>> begin Extracted information

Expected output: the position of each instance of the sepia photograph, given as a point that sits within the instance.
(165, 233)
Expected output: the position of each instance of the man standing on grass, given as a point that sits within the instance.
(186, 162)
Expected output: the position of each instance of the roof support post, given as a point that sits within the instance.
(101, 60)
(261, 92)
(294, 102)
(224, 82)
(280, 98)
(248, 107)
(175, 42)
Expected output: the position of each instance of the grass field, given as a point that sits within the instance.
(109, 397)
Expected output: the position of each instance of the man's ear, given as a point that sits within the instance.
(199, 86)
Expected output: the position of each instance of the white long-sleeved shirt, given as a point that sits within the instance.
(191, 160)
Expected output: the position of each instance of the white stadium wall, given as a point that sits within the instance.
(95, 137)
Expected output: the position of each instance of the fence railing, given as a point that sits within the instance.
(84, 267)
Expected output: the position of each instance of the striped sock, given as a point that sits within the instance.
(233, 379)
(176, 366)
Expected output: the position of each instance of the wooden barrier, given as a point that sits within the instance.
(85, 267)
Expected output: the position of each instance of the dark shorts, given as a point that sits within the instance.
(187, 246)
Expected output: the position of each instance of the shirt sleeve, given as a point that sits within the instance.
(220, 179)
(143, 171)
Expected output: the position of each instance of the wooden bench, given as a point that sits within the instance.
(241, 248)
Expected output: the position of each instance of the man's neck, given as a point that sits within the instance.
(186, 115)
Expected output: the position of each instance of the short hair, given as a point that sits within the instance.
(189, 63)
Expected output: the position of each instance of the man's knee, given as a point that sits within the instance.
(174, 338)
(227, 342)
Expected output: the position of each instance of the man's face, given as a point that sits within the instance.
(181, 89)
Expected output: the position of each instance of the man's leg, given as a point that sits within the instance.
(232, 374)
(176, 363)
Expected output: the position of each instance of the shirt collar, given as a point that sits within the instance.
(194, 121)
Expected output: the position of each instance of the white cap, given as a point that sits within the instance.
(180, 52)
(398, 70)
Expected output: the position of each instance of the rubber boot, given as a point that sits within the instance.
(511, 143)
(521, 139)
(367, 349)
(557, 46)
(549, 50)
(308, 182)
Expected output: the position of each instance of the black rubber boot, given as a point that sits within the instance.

>> end Extracted information

◆ Goal of the exercise:
Copy out the lines of the items above, starting with the line that contains "Expected output: the position of each instance of the rubber" and continuing through the end of the items, with both ends included.

◆ Response:
Expected output: the position of each instance of the rubber boot, given as a point that sits within the instance.
(511, 143)
(521, 139)
(367, 349)
(557, 46)
(549, 50)
(308, 182)
Expected output: the position of each instance of the black rubber boot, given as a point that sits within the instance.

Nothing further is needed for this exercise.